Dataset entries:

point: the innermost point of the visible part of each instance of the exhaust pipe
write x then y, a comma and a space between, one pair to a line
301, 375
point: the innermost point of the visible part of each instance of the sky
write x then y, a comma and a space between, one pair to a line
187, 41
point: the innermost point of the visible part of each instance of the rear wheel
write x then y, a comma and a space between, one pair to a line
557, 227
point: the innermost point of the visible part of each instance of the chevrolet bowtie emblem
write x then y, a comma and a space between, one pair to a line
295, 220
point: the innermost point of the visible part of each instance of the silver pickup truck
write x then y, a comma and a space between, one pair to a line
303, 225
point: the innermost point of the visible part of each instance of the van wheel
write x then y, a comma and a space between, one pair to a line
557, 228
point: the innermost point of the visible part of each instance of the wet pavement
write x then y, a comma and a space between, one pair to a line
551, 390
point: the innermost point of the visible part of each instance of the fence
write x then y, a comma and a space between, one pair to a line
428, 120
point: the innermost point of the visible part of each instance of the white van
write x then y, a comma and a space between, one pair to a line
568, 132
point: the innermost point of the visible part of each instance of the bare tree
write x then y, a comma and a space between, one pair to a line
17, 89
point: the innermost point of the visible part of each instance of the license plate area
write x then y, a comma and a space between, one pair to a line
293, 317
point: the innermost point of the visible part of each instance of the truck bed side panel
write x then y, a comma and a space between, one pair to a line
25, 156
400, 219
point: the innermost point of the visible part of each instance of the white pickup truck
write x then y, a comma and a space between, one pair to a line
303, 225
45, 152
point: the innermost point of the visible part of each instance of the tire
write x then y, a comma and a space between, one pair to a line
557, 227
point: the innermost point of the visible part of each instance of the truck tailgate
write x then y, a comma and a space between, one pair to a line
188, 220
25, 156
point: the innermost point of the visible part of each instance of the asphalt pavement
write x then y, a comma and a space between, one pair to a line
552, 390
==
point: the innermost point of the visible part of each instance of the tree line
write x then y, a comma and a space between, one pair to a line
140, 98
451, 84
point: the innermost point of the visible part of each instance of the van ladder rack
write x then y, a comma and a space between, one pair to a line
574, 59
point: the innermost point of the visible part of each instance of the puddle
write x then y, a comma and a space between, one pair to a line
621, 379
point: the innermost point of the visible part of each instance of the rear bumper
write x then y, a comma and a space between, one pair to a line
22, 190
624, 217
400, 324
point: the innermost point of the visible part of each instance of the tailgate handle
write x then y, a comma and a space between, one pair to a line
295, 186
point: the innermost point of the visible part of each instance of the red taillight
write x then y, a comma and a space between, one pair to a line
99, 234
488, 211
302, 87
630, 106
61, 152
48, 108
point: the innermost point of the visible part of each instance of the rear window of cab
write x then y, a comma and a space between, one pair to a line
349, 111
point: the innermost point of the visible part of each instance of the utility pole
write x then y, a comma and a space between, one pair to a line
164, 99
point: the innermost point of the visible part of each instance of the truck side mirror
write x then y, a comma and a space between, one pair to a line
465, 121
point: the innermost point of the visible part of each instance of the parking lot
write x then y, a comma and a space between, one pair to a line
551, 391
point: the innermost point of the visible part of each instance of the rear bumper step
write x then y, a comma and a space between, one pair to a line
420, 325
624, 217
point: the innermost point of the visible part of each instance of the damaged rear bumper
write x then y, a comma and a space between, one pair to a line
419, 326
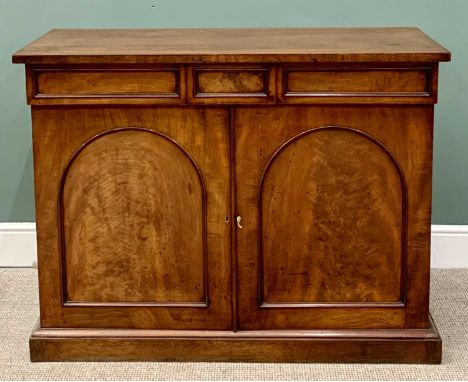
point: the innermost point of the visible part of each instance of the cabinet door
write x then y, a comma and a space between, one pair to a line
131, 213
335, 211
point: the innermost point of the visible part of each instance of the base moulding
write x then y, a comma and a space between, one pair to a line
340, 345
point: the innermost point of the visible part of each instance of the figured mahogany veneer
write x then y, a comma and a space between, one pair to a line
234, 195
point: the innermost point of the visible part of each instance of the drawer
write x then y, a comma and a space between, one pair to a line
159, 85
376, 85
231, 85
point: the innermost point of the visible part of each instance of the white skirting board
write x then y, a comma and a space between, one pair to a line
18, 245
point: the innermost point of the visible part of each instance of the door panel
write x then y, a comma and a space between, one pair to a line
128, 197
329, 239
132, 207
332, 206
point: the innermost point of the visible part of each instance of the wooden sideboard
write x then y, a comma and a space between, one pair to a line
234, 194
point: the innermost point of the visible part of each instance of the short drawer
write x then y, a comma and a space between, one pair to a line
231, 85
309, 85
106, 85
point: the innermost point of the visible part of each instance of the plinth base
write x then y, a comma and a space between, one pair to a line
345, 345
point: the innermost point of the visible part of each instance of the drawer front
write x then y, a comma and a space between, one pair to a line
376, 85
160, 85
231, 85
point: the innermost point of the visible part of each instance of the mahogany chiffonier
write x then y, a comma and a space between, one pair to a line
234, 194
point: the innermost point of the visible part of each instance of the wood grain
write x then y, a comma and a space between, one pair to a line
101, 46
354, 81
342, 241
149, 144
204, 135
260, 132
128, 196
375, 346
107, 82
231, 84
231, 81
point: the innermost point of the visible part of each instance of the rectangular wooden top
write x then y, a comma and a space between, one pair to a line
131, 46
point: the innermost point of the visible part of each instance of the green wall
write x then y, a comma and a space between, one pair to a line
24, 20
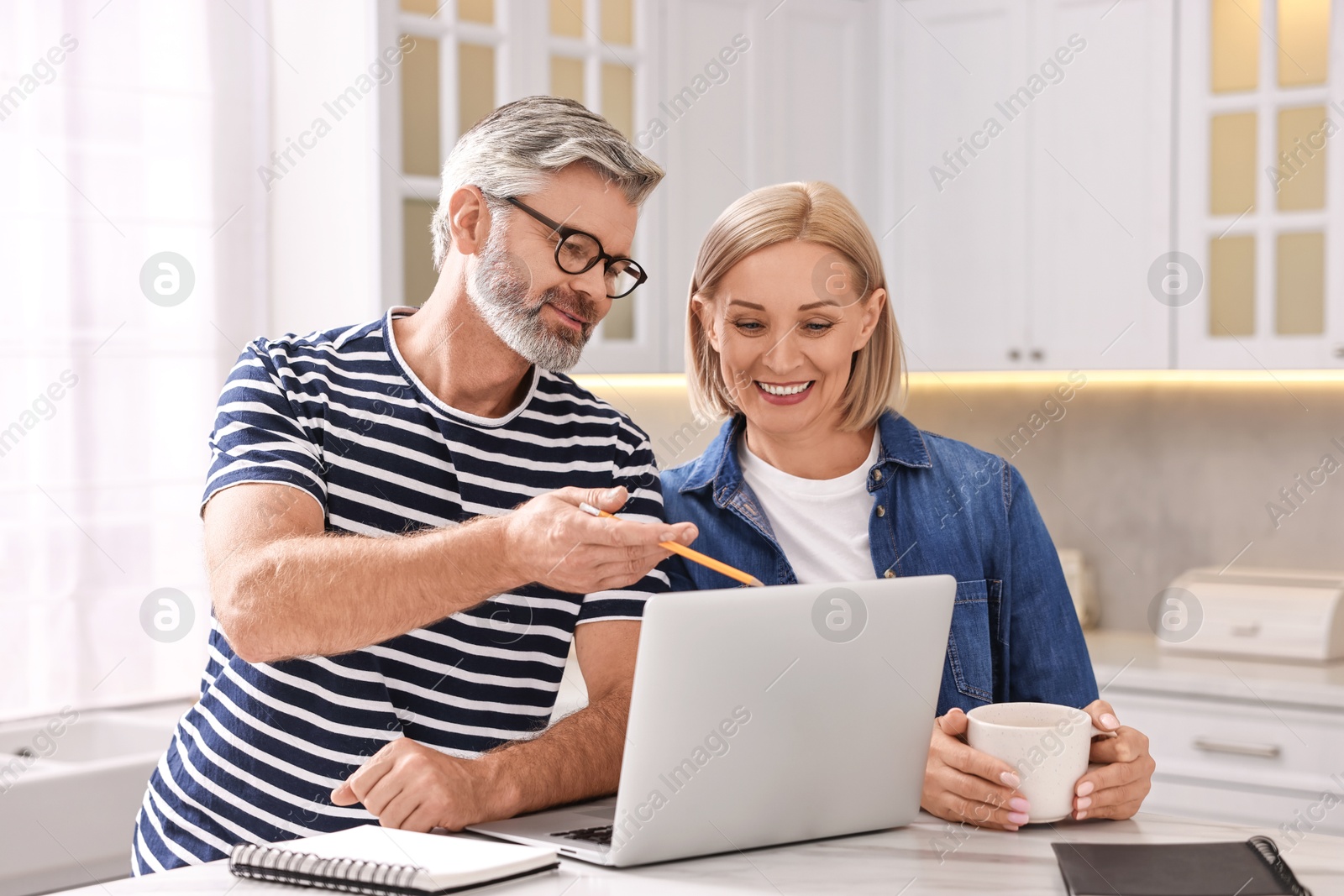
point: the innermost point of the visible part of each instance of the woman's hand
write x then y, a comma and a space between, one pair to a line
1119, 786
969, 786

Task statement
Using the data above, transcribe exactly the lines between those containing "damaged rear bumper" and "white skirting board", inclusive, and leave every picture behind.

Solution
point: the innermost point of the visible part of each instance of the damaged rear bumper
write x then y, a comma and a space between, one pair to a line
419, 326
point: the innermost point of the visible part of each instance of the cabinet door
write x then y, a comma and a space between, one pair to a line
131, 213
335, 211
point: the innermost point of the visible part of each instance of the base moulding
write x then y, a comma and a space between, one pair to a line
340, 345
point: the innermost point of the visible part of each instance of the figured mahogany veneer
write x then y, a comma and a space between, one pair to a line
234, 195
point: the innermost point of the visible part of each instance of the drawer
write x then y, a comma and a space between, one pair to a line
159, 85
376, 85
231, 85
point: the innermost point of the visible part of each instance of the white skirting board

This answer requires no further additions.